» **Task to carry out**:
From the line with "Given the photograph above, point out the group" to the final line of the records, reproduce every line exactly and only those lines.
********************
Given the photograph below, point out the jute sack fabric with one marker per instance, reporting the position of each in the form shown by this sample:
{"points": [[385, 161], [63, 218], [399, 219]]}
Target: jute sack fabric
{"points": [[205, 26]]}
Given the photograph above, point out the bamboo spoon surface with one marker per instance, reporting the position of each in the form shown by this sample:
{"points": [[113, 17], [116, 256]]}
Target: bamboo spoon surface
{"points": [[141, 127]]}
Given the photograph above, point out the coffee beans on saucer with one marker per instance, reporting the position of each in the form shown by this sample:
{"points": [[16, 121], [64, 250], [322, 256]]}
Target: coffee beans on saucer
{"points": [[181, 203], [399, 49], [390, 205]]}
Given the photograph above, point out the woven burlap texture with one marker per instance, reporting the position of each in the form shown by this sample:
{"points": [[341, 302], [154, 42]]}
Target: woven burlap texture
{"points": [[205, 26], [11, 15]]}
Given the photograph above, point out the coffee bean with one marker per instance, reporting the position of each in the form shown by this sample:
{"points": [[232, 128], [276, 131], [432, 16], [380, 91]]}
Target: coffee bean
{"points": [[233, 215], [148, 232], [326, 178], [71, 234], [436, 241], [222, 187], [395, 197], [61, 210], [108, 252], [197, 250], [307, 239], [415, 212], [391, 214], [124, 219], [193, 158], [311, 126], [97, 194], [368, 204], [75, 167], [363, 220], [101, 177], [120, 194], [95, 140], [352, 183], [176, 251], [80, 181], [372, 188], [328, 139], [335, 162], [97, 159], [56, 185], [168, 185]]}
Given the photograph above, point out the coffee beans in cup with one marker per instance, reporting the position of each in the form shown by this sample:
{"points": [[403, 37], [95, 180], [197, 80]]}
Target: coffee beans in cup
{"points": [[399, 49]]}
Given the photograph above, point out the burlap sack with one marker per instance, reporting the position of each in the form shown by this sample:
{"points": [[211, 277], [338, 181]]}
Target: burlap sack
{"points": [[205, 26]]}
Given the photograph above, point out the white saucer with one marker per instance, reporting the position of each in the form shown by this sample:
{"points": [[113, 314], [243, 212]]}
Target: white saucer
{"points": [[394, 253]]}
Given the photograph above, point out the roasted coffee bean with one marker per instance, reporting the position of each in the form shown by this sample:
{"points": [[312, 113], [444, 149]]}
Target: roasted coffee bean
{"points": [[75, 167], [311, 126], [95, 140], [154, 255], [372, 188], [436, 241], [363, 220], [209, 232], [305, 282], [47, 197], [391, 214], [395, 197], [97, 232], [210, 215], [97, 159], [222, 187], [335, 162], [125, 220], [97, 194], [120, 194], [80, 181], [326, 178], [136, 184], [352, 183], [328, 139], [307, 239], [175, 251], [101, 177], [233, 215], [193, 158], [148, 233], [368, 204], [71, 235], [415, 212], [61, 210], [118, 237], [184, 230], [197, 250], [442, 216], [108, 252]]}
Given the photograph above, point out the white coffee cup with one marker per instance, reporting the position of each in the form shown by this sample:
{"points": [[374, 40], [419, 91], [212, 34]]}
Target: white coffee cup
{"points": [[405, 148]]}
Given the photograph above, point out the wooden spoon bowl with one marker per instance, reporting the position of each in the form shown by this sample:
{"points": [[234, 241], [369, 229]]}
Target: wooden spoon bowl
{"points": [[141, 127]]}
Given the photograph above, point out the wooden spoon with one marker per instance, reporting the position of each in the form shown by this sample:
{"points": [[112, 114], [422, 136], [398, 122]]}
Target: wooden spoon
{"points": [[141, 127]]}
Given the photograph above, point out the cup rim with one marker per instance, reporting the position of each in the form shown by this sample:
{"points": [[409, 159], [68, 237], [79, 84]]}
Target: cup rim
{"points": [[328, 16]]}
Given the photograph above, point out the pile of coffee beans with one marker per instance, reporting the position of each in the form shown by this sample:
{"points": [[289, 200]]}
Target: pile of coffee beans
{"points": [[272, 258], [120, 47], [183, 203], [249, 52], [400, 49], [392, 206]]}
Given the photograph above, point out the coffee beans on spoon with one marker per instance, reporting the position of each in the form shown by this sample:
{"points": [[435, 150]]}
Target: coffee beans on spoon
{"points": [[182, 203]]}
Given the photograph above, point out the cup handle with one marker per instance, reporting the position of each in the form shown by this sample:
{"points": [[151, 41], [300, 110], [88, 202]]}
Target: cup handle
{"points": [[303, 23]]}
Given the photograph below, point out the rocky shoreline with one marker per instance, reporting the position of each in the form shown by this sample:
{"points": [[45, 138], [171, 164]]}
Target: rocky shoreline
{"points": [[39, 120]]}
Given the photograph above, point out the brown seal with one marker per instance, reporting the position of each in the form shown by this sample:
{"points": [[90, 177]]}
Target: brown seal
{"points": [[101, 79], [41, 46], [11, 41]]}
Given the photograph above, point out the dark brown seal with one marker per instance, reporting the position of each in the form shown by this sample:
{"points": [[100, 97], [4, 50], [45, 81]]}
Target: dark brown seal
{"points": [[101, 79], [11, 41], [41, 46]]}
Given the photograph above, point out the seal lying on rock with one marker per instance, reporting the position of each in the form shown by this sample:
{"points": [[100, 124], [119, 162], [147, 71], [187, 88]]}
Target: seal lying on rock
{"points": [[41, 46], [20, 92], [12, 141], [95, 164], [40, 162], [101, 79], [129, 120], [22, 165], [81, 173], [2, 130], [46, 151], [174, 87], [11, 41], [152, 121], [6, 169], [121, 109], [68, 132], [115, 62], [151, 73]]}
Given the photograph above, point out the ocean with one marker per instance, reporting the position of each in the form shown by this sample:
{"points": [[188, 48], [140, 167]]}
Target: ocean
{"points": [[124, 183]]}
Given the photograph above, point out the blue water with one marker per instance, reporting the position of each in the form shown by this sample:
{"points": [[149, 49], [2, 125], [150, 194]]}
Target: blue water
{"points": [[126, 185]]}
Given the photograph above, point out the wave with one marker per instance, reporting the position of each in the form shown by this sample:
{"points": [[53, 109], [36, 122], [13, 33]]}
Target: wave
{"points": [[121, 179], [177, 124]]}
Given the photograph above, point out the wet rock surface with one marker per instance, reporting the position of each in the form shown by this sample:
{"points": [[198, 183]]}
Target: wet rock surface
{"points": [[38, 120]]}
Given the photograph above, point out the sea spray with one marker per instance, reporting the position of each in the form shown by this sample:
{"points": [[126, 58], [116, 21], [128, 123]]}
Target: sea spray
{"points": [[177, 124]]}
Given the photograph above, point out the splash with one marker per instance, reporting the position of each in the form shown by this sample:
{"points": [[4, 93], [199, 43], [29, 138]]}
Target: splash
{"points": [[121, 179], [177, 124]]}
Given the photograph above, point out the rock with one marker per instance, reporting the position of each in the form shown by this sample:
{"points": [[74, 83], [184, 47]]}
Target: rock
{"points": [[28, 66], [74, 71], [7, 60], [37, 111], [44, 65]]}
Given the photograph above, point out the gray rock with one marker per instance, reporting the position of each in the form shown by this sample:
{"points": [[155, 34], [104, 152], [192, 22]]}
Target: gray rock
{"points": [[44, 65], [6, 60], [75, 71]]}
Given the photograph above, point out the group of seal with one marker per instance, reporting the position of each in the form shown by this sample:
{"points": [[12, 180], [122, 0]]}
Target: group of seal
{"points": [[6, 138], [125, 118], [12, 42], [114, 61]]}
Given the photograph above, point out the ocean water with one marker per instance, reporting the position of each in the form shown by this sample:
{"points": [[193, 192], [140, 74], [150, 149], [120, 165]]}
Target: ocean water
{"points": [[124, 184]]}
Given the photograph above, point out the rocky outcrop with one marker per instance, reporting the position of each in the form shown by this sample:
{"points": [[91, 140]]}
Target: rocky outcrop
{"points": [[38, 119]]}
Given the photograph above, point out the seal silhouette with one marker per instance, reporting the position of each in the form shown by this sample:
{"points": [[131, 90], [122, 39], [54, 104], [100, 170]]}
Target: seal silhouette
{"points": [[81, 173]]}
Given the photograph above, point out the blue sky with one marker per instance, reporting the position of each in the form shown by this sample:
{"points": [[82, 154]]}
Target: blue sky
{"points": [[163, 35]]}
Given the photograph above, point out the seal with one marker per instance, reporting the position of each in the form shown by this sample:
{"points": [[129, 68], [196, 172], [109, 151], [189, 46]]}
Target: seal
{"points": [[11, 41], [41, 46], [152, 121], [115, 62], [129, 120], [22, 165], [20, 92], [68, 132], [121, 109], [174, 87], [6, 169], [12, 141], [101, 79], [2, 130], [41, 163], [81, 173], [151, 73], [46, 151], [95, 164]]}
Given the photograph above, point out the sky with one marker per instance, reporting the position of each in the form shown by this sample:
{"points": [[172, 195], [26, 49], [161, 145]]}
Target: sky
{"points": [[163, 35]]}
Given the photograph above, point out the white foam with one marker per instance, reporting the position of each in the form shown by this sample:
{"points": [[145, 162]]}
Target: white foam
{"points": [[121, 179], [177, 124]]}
********************
» **Task response**:
Given the photograph above, point out the group of seal with one marker per instance, reporting the position of each in the form shown by this sample:
{"points": [[12, 180], [122, 0]]}
Target: group of seal
{"points": [[6, 138], [125, 118], [12, 42], [114, 61]]}
Given the photograph above, point out the ocean water with one marker per instance, reporting the position of each in the form shown by this sample:
{"points": [[193, 192], [140, 74], [150, 149], [120, 165]]}
Target: ocean water
{"points": [[124, 184]]}
Given the photograph above, point out the rocky outcrop with one marker per instance, reporting the position of each in the form shown by this sample:
{"points": [[91, 140]]}
Target: rocky outcrop
{"points": [[38, 119]]}
Given the photograph above, point out the seal silhouette with one marker per instance, reporting the position of each in the form shown by this sample:
{"points": [[131, 90], [122, 39], [54, 104], [100, 170]]}
Target: seal silhouette
{"points": [[81, 173]]}
Given the photograph above, point out the blue sky with one marker per instance, reporting the position of each in the form shown by this sample:
{"points": [[82, 154]]}
Target: blue sky
{"points": [[163, 35]]}
Given the photograph above, point out the seal with one marker per instance, reporting the position of each in the form shown by this sample:
{"points": [[129, 68], [196, 172], [109, 151], [189, 46]]}
Target: seal
{"points": [[11, 41], [41, 46], [152, 121], [115, 62], [129, 120], [22, 165], [20, 92], [68, 132], [121, 109], [174, 87], [6, 169], [12, 141], [101, 79], [2, 130], [41, 163], [81, 173], [151, 73], [46, 151], [95, 164]]}
Given the photograph above, point out the sky with one marker per instance, reporting the position of each in the form shown by this sample:
{"points": [[172, 195], [26, 49], [161, 145]]}
Target: sky
{"points": [[163, 35]]}
Given the photograph above, point out the white foam with one marker per instance, reporting the position of each in the form shown by this sample:
{"points": [[145, 162]]}
Target: white foam
{"points": [[121, 179], [177, 124]]}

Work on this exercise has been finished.